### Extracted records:
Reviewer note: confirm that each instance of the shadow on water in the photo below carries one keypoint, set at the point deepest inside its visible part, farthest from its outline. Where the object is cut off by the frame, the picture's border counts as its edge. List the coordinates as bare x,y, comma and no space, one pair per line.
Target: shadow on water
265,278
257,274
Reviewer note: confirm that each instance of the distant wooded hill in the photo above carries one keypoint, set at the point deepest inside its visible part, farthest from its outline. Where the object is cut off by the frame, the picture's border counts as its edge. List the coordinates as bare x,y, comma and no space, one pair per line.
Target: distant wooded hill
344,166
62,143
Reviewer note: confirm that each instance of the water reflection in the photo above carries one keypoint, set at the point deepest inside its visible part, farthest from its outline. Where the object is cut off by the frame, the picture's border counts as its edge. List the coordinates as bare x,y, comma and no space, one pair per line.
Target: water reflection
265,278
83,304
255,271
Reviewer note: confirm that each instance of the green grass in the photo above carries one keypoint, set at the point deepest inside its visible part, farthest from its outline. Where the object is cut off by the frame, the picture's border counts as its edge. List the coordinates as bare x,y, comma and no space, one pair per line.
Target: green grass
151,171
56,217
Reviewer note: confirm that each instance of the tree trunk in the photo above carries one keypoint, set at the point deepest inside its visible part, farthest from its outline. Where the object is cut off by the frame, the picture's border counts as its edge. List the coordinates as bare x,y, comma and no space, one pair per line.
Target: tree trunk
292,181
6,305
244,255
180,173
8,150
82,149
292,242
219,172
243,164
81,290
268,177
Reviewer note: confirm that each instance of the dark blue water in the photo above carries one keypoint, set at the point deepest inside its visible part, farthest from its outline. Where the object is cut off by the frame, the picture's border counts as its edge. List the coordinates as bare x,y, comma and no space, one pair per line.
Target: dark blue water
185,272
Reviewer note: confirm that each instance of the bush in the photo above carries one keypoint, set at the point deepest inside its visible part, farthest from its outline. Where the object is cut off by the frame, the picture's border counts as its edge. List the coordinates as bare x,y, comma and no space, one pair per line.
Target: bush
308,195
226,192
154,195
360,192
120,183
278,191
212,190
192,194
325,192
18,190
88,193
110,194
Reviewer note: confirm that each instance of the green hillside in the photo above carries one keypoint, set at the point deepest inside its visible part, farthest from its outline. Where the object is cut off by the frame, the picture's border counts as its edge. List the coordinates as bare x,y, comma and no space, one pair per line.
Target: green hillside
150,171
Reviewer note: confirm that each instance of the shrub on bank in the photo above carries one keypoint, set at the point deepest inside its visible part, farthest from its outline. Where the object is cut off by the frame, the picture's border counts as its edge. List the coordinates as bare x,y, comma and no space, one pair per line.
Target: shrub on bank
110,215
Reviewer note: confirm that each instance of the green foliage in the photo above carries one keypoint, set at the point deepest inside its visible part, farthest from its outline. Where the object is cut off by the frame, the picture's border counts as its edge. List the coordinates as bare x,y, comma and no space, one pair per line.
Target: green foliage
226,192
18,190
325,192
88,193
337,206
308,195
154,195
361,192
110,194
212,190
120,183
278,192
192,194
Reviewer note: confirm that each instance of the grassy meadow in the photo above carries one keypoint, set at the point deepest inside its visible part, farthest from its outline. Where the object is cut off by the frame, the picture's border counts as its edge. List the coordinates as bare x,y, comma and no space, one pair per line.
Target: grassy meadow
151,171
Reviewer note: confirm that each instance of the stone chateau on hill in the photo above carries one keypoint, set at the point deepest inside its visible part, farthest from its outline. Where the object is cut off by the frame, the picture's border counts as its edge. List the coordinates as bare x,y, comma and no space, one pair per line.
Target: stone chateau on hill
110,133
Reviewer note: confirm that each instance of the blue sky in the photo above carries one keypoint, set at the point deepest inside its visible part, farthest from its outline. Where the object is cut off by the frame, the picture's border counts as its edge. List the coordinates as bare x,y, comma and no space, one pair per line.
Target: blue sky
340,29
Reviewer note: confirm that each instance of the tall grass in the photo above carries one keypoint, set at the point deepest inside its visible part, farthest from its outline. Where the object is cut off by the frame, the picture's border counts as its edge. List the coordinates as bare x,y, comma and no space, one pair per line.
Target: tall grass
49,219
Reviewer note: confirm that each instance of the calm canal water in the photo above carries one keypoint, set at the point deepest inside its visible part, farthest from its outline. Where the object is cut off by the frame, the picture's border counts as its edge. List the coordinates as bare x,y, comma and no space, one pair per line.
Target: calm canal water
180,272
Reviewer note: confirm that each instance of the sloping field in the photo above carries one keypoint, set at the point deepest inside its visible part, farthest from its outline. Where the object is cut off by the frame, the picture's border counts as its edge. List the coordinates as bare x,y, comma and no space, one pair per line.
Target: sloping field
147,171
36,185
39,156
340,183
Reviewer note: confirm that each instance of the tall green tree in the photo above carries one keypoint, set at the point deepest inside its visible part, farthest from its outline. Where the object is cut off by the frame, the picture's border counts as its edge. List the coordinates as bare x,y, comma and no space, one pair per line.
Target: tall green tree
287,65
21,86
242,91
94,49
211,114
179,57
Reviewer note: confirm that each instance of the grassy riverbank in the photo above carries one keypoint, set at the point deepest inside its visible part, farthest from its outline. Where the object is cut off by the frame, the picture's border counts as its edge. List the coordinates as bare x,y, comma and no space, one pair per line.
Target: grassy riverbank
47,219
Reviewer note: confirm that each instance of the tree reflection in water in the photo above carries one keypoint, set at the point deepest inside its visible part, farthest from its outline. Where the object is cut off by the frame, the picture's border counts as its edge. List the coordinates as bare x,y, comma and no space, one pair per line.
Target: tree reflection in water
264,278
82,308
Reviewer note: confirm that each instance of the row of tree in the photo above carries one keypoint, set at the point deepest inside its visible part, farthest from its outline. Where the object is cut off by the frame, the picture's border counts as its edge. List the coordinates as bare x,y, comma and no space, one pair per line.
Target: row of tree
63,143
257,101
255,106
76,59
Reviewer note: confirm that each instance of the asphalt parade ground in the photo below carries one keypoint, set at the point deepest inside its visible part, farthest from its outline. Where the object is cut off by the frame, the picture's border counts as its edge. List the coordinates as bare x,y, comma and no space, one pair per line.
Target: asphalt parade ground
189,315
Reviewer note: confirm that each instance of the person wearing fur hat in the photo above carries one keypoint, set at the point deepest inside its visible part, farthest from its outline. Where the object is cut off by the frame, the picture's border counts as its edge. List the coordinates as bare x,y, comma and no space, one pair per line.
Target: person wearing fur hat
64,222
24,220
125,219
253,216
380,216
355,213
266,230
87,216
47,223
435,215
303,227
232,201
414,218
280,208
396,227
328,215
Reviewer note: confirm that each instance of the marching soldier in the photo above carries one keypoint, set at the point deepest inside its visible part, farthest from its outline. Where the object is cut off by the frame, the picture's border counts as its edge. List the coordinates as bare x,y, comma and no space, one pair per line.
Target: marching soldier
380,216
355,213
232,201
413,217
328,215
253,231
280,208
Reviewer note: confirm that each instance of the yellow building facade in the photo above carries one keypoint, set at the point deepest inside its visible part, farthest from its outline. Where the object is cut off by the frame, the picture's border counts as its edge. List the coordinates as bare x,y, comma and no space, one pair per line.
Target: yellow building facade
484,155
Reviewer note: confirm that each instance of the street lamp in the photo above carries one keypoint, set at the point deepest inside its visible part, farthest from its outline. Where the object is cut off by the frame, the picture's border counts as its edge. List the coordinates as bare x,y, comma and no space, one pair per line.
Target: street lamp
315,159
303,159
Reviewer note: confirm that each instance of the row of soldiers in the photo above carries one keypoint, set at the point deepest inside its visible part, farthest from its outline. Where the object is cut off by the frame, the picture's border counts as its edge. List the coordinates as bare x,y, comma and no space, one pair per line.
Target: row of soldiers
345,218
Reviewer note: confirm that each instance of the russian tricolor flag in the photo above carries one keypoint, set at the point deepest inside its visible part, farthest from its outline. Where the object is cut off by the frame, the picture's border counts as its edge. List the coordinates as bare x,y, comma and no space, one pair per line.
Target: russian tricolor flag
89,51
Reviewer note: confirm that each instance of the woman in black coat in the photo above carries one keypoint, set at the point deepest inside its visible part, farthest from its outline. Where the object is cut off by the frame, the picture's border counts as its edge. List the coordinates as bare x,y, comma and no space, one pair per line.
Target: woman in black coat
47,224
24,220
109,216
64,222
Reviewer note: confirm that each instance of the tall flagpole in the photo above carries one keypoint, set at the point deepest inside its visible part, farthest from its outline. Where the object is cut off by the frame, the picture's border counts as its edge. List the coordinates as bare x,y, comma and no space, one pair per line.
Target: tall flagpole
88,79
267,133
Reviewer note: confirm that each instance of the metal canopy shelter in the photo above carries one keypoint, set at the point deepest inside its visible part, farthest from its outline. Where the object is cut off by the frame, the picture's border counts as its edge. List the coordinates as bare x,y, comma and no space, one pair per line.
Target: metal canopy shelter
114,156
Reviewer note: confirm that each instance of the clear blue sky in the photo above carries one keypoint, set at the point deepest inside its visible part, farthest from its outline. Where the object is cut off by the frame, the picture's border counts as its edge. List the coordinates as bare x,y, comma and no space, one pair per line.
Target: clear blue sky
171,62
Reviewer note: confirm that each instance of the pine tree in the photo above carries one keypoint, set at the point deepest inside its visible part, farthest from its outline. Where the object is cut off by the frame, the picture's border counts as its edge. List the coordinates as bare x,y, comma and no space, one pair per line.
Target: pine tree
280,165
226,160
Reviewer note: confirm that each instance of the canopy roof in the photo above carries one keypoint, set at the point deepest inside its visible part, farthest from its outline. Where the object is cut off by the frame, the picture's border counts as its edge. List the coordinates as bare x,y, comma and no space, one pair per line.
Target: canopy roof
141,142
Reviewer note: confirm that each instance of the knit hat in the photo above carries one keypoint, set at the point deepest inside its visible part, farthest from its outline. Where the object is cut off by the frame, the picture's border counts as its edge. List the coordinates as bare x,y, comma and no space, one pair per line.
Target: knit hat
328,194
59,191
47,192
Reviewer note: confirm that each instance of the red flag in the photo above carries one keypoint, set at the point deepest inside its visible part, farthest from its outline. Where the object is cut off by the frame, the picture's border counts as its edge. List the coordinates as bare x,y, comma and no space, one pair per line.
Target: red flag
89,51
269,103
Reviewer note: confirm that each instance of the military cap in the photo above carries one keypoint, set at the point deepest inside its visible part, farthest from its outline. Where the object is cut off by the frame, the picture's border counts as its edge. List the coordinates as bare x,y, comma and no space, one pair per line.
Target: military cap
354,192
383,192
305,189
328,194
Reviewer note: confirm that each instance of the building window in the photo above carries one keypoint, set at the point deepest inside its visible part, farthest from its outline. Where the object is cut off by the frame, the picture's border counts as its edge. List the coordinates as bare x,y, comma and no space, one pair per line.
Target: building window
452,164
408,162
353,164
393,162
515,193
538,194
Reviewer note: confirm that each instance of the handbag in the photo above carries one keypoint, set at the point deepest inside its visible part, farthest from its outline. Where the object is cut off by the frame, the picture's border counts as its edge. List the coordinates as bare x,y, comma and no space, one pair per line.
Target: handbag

### Your assignment:
The answer must consist of every line from the data that contains the word "below".

### Written answer:
Reviewer note: confirm that each instance of the shadow on water in the photo below carries one keypoint, set at the point deepest inside its visible part, farthest from its outline. Where the object is cut off by the frame, the picture's border counts as its edge. List the coordinates as bare x,y, comma and no space, one pair per line.
Reviewer note: confirm that each instance of the asphalt parade ground in the photo below carries one keypoint, set at the point deepest inside its visible part, farthest from its outline. Where the object is cut off by the frame, the picture's border counts as its edge. List the coordinates as bare x,y, comma and no space, one pair per line.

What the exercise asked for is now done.